**GOAL OF THE EXERCISE**
Recast the rows below as a Markdown table with two columns, Line and Text, giving each nonblank line its own number in order and skipping blank lines. Leave the pictures out of the table.

**SOURCE DATA**
+--
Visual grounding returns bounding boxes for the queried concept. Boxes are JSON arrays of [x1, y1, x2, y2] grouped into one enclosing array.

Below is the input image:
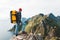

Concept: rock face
[[9, 13, 60, 40]]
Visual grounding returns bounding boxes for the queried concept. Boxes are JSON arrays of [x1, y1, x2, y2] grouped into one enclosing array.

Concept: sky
[[0, 0, 60, 20]]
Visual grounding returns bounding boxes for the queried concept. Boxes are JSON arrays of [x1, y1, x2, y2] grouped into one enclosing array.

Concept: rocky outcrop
[[9, 13, 60, 40]]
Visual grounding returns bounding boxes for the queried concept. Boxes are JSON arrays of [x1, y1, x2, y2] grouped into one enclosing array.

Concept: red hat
+--
**REPLY**
| Line | Text |
|---|---|
| 1 | Visual grounding returns bounding boxes for the queried concept. Boxes are JSON arrays of [x1, y1, x2, y2] grouped into one enclosing array. |
| 2 | Below is the input image: |
| 3 | Concept: rock face |
| 4 | [[9, 13, 60, 40]] |
| 5 | Visual grounding returns bounding boxes for the queried concept. Boxes are JSON arrays of [x1, y1, x2, y2] grouped into one enclosing array. |
| 6 | Concept: sky |
| 7 | [[0, 0, 60, 20]] |
| 8 | Visual grounding returns bounding boxes for the queried concept. Boxes are JSON arrays of [x1, y1, x2, y2] grouped into one enclosing array. |
| 9 | Concept: rocky outcrop |
| 10 | [[9, 13, 60, 40]] |
| 11 | Visual grounding returns bounding boxes for the queried concept. Boxes are JSON arrays of [x1, y1, x2, y2] grouped into one enclosing array. |
| 12 | Concept: red hat |